> [WRITTEN INSTRUCTION]: Lay out the lines as a Markdown table with the columns Row and Line. Number each row and skip blank lines. Start with the line that contains "Where can you see the distant" and go on through the line that contains "[[1204, 762]]".

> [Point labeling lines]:
--------------------------------------------------

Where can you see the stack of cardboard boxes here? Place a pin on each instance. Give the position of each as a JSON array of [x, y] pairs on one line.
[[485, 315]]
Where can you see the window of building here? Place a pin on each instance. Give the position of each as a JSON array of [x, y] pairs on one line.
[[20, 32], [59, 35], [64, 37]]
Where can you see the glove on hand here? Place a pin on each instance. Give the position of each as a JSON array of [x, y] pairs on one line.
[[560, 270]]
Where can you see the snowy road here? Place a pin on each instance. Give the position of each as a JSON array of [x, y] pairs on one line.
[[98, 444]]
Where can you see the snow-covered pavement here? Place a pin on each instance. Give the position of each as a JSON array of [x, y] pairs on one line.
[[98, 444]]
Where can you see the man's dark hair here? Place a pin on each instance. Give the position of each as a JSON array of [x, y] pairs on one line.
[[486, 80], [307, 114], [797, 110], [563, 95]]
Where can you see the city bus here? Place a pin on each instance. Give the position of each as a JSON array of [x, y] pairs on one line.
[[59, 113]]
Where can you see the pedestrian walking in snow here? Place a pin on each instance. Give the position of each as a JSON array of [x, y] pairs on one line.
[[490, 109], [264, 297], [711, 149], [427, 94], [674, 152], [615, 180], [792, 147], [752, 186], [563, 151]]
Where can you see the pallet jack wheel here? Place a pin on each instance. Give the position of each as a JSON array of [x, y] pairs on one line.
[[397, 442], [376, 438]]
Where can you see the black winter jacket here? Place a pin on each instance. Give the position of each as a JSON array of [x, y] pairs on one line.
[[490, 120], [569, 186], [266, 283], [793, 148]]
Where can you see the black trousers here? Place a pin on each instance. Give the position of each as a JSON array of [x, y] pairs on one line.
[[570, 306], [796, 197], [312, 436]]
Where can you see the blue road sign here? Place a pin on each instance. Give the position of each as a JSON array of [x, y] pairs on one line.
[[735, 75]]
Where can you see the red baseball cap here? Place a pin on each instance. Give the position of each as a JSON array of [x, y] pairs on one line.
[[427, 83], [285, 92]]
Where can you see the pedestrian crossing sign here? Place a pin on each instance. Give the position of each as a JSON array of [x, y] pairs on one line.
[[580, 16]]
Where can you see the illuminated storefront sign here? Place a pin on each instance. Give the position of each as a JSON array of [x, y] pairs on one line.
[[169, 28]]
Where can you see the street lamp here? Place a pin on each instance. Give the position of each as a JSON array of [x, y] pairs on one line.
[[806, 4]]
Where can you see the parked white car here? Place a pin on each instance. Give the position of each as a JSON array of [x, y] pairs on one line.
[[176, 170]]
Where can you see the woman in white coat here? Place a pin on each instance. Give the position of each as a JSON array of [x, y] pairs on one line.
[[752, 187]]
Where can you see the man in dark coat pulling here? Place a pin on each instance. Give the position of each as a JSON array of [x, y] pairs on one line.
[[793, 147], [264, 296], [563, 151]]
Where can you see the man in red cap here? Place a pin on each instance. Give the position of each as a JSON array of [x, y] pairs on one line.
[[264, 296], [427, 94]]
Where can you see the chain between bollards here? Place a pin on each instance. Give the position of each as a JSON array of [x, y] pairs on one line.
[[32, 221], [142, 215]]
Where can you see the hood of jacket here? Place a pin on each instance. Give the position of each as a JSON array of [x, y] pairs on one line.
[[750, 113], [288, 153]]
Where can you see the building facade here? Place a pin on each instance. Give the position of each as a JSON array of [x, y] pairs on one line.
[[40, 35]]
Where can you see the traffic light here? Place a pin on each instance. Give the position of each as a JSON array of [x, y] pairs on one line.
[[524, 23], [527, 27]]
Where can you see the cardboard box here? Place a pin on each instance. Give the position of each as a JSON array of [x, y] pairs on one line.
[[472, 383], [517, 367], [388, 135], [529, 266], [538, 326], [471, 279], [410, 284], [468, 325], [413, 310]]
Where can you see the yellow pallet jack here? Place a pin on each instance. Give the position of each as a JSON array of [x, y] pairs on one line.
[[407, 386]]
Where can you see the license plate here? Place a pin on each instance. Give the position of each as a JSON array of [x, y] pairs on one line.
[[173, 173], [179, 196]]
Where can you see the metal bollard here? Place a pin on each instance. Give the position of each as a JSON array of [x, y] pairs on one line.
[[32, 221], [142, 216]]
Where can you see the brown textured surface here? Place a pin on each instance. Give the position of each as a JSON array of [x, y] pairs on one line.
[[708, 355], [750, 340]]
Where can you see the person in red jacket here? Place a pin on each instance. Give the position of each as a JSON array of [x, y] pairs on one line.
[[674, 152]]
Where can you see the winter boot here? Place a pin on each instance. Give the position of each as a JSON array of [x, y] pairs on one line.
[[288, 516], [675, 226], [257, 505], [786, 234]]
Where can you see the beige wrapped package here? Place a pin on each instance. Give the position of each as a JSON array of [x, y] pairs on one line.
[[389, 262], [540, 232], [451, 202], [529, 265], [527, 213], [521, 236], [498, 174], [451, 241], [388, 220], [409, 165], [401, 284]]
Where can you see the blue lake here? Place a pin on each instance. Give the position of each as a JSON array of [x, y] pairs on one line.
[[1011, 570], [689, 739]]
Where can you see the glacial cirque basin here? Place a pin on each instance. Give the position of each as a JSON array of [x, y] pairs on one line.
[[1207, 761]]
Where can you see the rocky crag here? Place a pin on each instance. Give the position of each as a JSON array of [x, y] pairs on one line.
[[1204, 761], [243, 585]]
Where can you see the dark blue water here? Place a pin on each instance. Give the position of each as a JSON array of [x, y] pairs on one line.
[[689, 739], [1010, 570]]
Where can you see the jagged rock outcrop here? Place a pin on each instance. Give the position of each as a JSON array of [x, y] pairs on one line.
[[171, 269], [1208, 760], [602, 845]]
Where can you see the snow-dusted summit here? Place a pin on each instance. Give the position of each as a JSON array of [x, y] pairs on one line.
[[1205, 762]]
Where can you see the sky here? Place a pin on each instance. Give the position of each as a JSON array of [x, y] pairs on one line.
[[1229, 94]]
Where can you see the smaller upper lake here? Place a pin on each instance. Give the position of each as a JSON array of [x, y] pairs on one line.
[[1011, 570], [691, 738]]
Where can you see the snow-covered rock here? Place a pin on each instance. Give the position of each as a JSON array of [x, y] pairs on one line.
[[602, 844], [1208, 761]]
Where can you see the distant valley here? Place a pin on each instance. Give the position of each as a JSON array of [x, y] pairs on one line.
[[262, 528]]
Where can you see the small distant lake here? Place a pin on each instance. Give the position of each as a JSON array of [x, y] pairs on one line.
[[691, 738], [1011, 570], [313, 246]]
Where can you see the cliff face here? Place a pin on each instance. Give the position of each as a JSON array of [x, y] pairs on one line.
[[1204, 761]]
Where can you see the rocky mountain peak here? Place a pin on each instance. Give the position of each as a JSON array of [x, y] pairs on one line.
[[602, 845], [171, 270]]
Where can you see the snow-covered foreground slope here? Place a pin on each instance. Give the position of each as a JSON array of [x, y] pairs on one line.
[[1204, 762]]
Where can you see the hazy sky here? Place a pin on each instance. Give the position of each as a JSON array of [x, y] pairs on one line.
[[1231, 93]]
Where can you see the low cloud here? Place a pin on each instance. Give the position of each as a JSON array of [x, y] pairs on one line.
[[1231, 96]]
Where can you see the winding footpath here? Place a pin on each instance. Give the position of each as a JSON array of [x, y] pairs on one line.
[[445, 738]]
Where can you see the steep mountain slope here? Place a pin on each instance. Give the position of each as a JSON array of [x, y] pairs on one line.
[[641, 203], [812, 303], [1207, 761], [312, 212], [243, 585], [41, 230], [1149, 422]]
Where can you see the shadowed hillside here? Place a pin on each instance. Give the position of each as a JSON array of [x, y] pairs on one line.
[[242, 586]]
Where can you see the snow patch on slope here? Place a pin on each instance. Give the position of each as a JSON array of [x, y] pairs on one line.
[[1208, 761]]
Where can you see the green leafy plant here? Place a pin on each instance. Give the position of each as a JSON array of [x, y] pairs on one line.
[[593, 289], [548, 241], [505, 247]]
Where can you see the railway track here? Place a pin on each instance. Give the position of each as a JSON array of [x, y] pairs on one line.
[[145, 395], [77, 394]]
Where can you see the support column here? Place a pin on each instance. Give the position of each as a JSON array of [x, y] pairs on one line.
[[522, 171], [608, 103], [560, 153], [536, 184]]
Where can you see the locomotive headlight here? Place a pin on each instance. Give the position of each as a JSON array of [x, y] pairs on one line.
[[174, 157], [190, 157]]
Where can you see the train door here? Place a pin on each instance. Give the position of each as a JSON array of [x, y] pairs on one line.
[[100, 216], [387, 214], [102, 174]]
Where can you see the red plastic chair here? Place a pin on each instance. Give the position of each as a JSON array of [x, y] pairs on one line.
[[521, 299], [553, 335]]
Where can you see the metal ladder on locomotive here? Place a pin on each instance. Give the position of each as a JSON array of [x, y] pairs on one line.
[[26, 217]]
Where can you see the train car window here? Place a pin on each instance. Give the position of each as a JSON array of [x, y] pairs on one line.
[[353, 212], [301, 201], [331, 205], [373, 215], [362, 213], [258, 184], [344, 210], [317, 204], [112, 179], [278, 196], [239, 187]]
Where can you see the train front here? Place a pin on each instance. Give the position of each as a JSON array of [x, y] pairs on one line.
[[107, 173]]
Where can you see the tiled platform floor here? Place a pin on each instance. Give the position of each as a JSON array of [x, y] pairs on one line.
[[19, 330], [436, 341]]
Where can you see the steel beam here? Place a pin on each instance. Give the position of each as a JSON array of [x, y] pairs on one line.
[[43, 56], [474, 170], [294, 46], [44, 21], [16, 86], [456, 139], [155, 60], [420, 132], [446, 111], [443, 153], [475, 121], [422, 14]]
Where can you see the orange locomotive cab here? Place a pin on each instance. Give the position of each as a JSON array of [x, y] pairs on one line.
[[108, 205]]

--------------------------------------------------

> [FULL OUTPUT]:
| Row | Line |
|---|---|
| 1 | Where can you see the distant valley here? Place a pin on each instance. Give the position of each as a JSON array of [x, y] pairs on one line. |
| 2 | [[262, 528]] |
| 3 | Where can you see the small distant lake here? Place a pin on each instance. Give the position of each as a JSON array of [x, y] pairs on one line. |
| 4 | [[691, 738], [1011, 570], [313, 246]] |
| 5 | Where can you see the cliff face here? Place a pin on each instance. Give the position of each as a JSON array of [x, y] pairs on one line. |
| 6 | [[1204, 761]] |
| 7 | Where can you see the rocky mountain peak here? Place a pin on each instance. Give the position of each as a JSON array of [x, y] pairs on one line. |
| 8 | [[602, 845], [171, 270]] |
| 9 | Where can you see the snow-covered foreground slope here? Place a pin on each instance. Give the position of each as a JSON array of [x, y] pairs on one line. |
| 10 | [[1204, 762]] |